**To do**
Would you quote every entry exactly, dropping only the pictures?

**Provided records**

BEGIN

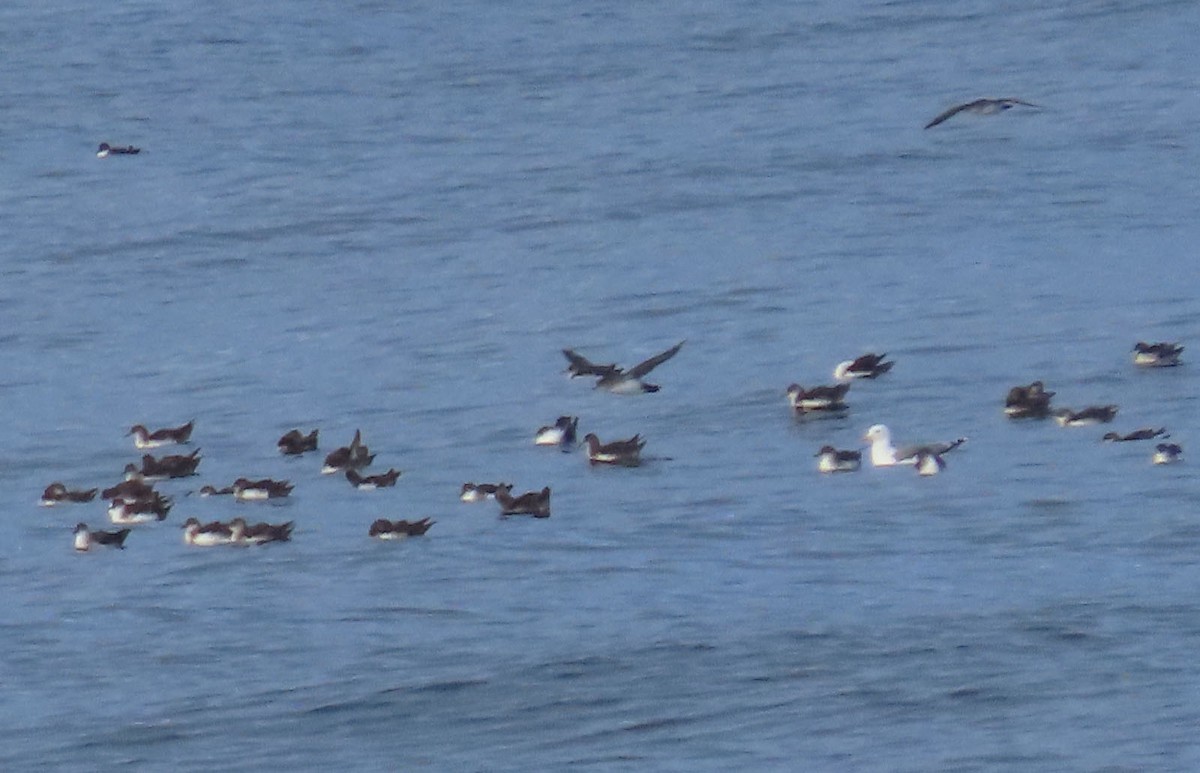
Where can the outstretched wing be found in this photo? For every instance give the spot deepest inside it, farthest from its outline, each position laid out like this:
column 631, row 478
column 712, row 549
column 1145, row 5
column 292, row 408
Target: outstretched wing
column 646, row 366
column 581, row 365
column 951, row 113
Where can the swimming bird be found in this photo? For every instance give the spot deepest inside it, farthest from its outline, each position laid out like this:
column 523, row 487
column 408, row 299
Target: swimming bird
column 295, row 443
column 367, row 483
column 353, row 456
column 264, row 489
column 883, row 454
column 207, row 534
column 562, row 433
column 167, row 436
column 1087, row 417
column 135, row 487
column 85, row 538
column 478, row 492
column 1162, row 354
column 580, row 365
column 139, row 510
column 831, row 460
column 1029, row 402
column 105, row 150
column 817, row 397
column 241, row 533
column 1167, row 453
column 622, row 382
column 981, row 107
column 869, row 365
column 535, row 503
column 627, row 453
column 57, row 493
column 174, row 466
column 383, row 528
column 1145, row 433
column 929, row 463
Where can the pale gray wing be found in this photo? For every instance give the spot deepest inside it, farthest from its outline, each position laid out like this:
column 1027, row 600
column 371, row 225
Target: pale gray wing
column 951, row 113
column 646, row 366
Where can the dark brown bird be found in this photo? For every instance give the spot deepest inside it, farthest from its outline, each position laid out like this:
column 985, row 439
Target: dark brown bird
column 57, row 493
column 167, row 436
column 85, row 539
column 174, row 466
column 478, row 492
column 353, row 456
column 535, row 503
column 294, row 443
column 383, row 528
column 627, row 453
column 366, row 483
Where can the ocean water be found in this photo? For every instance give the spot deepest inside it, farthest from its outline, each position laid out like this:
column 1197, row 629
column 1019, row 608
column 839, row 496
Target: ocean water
column 394, row 216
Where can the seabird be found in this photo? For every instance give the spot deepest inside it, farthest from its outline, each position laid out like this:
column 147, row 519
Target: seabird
column 982, row 107
column 929, row 463
column 535, row 503
column 1167, row 453
column 1087, row 417
column 831, row 460
column 562, row 433
column 883, row 454
column 383, row 528
column 1145, row 433
column 622, row 453
column 295, row 442
column 241, row 533
column 369, row 483
column 616, row 379
column 1162, row 354
column 106, row 150
column 207, row 534
column 57, row 493
column 817, row 397
column 478, row 492
column 1029, row 402
column 264, row 489
column 174, row 466
column 85, row 538
column 353, row 456
column 870, row 365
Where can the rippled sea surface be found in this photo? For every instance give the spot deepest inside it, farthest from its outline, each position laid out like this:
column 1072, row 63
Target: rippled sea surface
column 394, row 216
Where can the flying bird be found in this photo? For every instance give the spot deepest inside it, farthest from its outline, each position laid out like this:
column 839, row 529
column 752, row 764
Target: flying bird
column 981, row 107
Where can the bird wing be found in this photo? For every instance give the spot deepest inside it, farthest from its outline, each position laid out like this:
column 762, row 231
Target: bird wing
column 581, row 365
column 951, row 113
column 646, row 366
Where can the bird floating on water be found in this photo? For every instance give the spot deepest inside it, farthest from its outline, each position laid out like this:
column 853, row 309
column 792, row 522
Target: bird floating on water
column 1167, row 453
column 561, row 433
column 869, row 365
column 107, row 150
column 1087, row 417
column 829, row 399
column 831, row 460
column 1029, row 402
column 1145, row 433
column 883, row 454
column 85, row 539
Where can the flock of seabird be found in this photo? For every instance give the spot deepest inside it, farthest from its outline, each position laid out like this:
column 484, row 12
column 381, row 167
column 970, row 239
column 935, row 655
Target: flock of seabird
column 135, row 501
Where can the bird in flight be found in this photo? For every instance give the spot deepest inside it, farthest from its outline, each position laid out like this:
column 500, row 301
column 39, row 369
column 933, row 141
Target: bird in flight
column 617, row 379
column 983, row 107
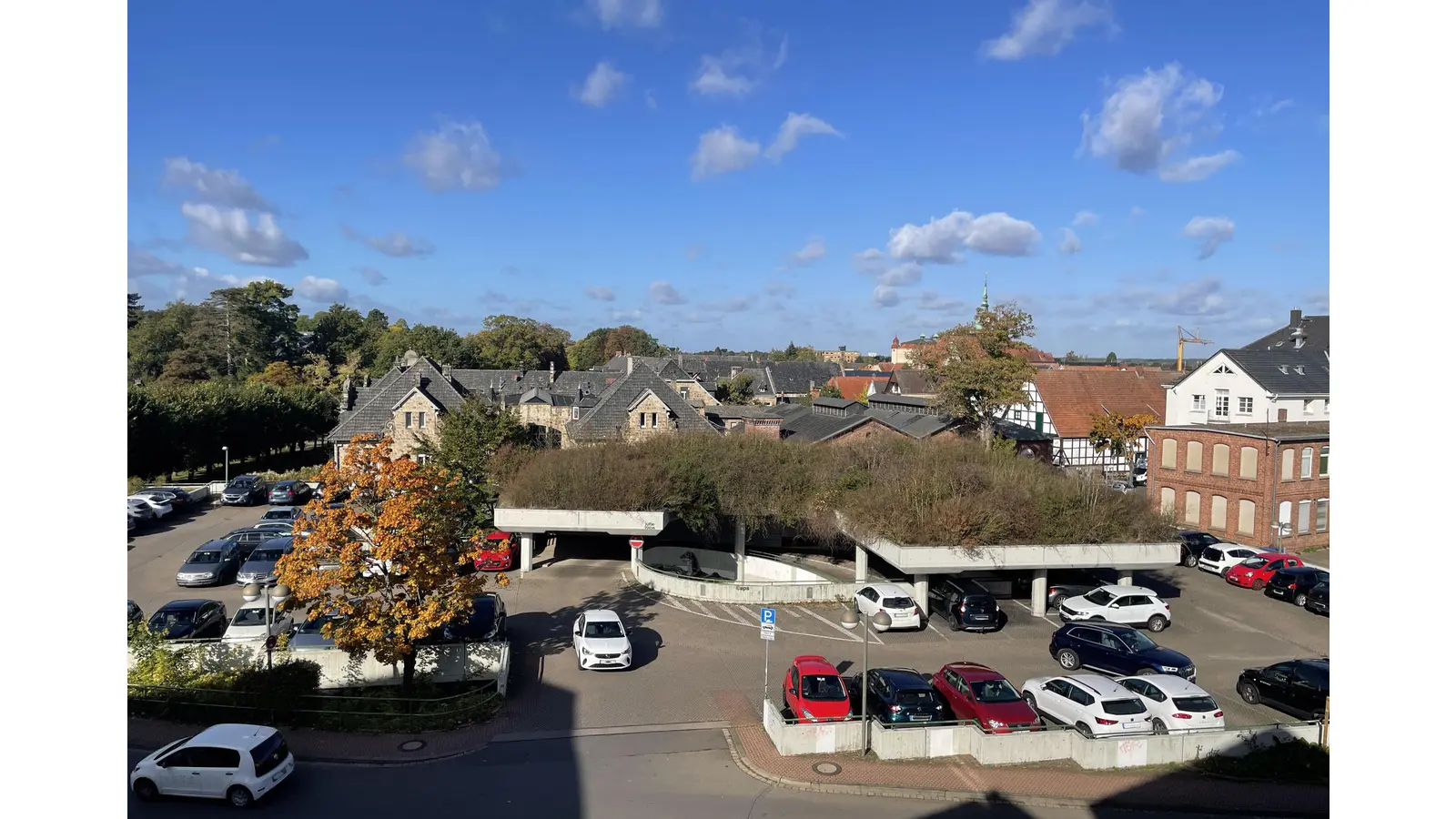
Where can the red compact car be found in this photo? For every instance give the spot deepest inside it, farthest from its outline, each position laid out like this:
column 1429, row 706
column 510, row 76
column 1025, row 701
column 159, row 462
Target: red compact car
column 1259, row 570
column 983, row 695
column 499, row 552
column 813, row 691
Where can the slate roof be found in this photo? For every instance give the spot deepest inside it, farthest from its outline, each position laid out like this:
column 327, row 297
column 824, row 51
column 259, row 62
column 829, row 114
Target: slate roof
column 1279, row 370
column 1075, row 398
column 604, row 420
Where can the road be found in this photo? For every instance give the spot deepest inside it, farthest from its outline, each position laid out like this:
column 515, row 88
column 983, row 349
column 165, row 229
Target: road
column 604, row 777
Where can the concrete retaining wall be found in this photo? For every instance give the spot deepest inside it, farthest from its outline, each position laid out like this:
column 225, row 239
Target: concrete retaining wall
column 812, row 738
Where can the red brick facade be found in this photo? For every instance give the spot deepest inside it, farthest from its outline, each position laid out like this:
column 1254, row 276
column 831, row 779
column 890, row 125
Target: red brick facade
column 1249, row 487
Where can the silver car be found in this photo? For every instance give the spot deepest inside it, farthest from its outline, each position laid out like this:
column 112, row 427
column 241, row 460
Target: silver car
column 213, row 562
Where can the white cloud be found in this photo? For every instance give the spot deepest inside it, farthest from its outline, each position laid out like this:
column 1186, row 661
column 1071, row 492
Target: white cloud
column 1198, row 167
column 795, row 127
column 1069, row 242
column 229, row 232
column 941, row 239
column 602, row 85
column 1046, row 26
column 664, row 293
column 222, row 188
column 317, row 288
column 1212, row 230
column 723, row 150
column 459, row 155
column 626, row 14
column 1150, row 116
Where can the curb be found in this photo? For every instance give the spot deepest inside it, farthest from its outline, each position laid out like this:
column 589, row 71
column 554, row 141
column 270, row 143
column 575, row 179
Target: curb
column 992, row 797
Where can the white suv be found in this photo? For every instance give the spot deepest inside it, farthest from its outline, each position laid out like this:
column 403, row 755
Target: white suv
column 1127, row 605
column 1219, row 559
column 1092, row 704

END

**Exercise response**
Where can the outstretched wing be found in this photo? For every instance give the spot deepest inside it, farthest from its outline, each position laid out like this:
column 631, row 478
column 712, row 549
column 1145, row 5
column 292, row 408
Target: outstretched wing
column 646, row 366
column 581, row 365
column 951, row 113
Where can the swimming bird be found in this photo? For every instance give the spot deepest inside it, farthest from its outline, each position laid out like this:
column 523, row 487
column 408, row 299
Target: swimming bird
column 295, row 443
column 367, row 483
column 353, row 456
column 264, row 489
column 883, row 454
column 207, row 534
column 562, row 433
column 167, row 436
column 1087, row 417
column 135, row 487
column 85, row 538
column 478, row 492
column 1162, row 354
column 580, row 365
column 139, row 510
column 831, row 460
column 1029, row 402
column 105, row 150
column 817, row 397
column 241, row 533
column 1167, row 453
column 622, row 382
column 981, row 107
column 869, row 365
column 535, row 503
column 627, row 453
column 57, row 493
column 174, row 466
column 383, row 528
column 1145, row 433
column 929, row 463
Where can the pale gray wing be found in this photo? For every instance give the spot deepest inside it, farthest from its outline, each position laid out like this:
column 1027, row 600
column 371, row 225
Target: pale gray wing
column 951, row 113
column 646, row 366
Where can the dark brown bird be found in this photo? For every instance give the spot deepest inside it, farthest from its outline, each position laid out like this:
column 985, row 439
Target: dark brown bird
column 57, row 493
column 167, row 436
column 85, row 539
column 174, row 466
column 478, row 492
column 353, row 456
column 535, row 503
column 294, row 443
column 383, row 528
column 627, row 453
column 366, row 483
Where can the ocean water be found in this photo? For every instance give the spot deepest inside it, farthest from its outline, each position laid out like this:
column 1197, row 629
column 1019, row 608
column 839, row 496
Target: ocean water
column 394, row 216
Where can the seabird be found in this photo? For every instance give the spot deepest inside it, farthest from its outline, each position laid out like this:
column 147, row 519
Target: seabird
column 982, row 107
column 929, row 463
column 535, row 503
column 1167, row 453
column 1087, row 417
column 831, row 460
column 562, row 433
column 883, row 454
column 383, row 528
column 1145, row 433
column 622, row 453
column 295, row 442
column 241, row 533
column 369, row 483
column 616, row 379
column 1162, row 354
column 106, row 150
column 207, row 534
column 57, row 493
column 817, row 397
column 478, row 492
column 1029, row 402
column 264, row 489
column 174, row 466
column 85, row 538
column 353, row 456
column 870, row 365
Where can the rippled sea surface be found in this photo? For every instance give the spot deepest inside it, farthest from its outline, each position laid out like this:
column 1072, row 63
Target: rippled sea surface
column 394, row 216
Where can the flying bird be found in this photo? For every instance give the spot deepest inside it, farthest from its outline, each position laid out like this:
column 839, row 529
column 752, row 764
Target: flying bird
column 981, row 107
Where can the bird wing be found in this photo? For every instance give the spot deepest inside it, farthest from its outline, each position laid out like this:
column 762, row 231
Target: bird wing
column 581, row 365
column 951, row 113
column 646, row 366
Where can the bird floating on water be found in this photo? For every instance give the spot deepest inside it, farthest from its outline, each position laid out like this:
column 853, row 309
column 792, row 522
Target: bird floating on water
column 1167, row 453
column 561, row 433
column 869, row 365
column 107, row 150
column 1087, row 417
column 829, row 399
column 831, row 460
column 1029, row 402
column 1145, row 433
column 883, row 454
column 85, row 539
Where can the flock of seabird be found in this photo? For every instance give the spot deepest inside it, farthest from its outline, each position laid out like this:
column 484, row 12
column 381, row 167
column 970, row 239
column 935, row 655
Target: flock of seabird
column 135, row 501
Where can the bird in flight be found in this photo? For every instance give the spot deepest inside it, farthest from its outline, each position laid out like this:
column 500, row 301
column 39, row 369
column 933, row 141
Target: bird in flight
column 617, row 379
column 983, row 107
Where can the red compact car be found in this photo? For every instance give the spot deepest inside it, farthest from its outline, each position laid out like this:
column 1429, row 706
column 510, row 76
column 1025, row 701
column 159, row 462
Target: red compact car
column 1259, row 570
column 983, row 695
column 499, row 552
column 813, row 691
Where can the slate roof be found in this photo? For every instance give the spot deepest inside it, farthest from its outline, each position laid out like this:
column 327, row 297
column 824, row 51
column 259, row 62
column 829, row 114
Target: slate roof
column 1279, row 370
column 1075, row 398
column 604, row 420
Where can the road be found in this photo? For every instance give the spot deepest inside it, farthest from its outline, each position laid out like this:
column 515, row 88
column 983, row 349
column 165, row 229
Target: road
column 604, row 777
Where can the concrete retaining wall be found in this photo? For every instance give the spot deepest inside it, farthest from its outline, each position laid out like this:
column 225, row 239
Target: concrete retaining wall
column 812, row 738
Where can the red brick facade be found in this photo? For every instance give the spot deepest inside it, farthest from its outline, each position laid out like this:
column 1254, row 276
column 831, row 779
column 890, row 125
Target: red brick facade
column 1249, row 487
Where can the silver car be found in this photo? For every instance give the spot deepest inside it, farthest from its outline, each position laid out like this:
column 112, row 427
column 241, row 460
Target: silver car
column 213, row 562
Where can the white cloud be found in this photo? For every instance give the spot deepest inside it, farthest from its outline, each position laid out like this:
column 1186, row 661
column 1071, row 492
Target: white cloud
column 1198, row 167
column 795, row 127
column 1069, row 242
column 229, row 232
column 941, row 239
column 602, row 85
column 1046, row 26
column 664, row 293
column 222, row 188
column 317, row 288
column 1212, row 230
column 723, row 150
column 459, row 155
column 626, row 14
column 1150, row 116
Where can the curb be found in this photo? For every instance give the spot deepest inside it, farthest from its outline, each position laid out like this:
column 589, row 71
column 554, row 141
column 270, row 143
column 575, row 179
Target: curb
column 992, row 797
Where can the white suv be found in this photo? For every instance give the spot deepest inside it, farthest from its outline, each position laid out like this:
column 403, row 755
Target: white suv
column 1127, row 605
column 1219, row 559
column 1092, row 704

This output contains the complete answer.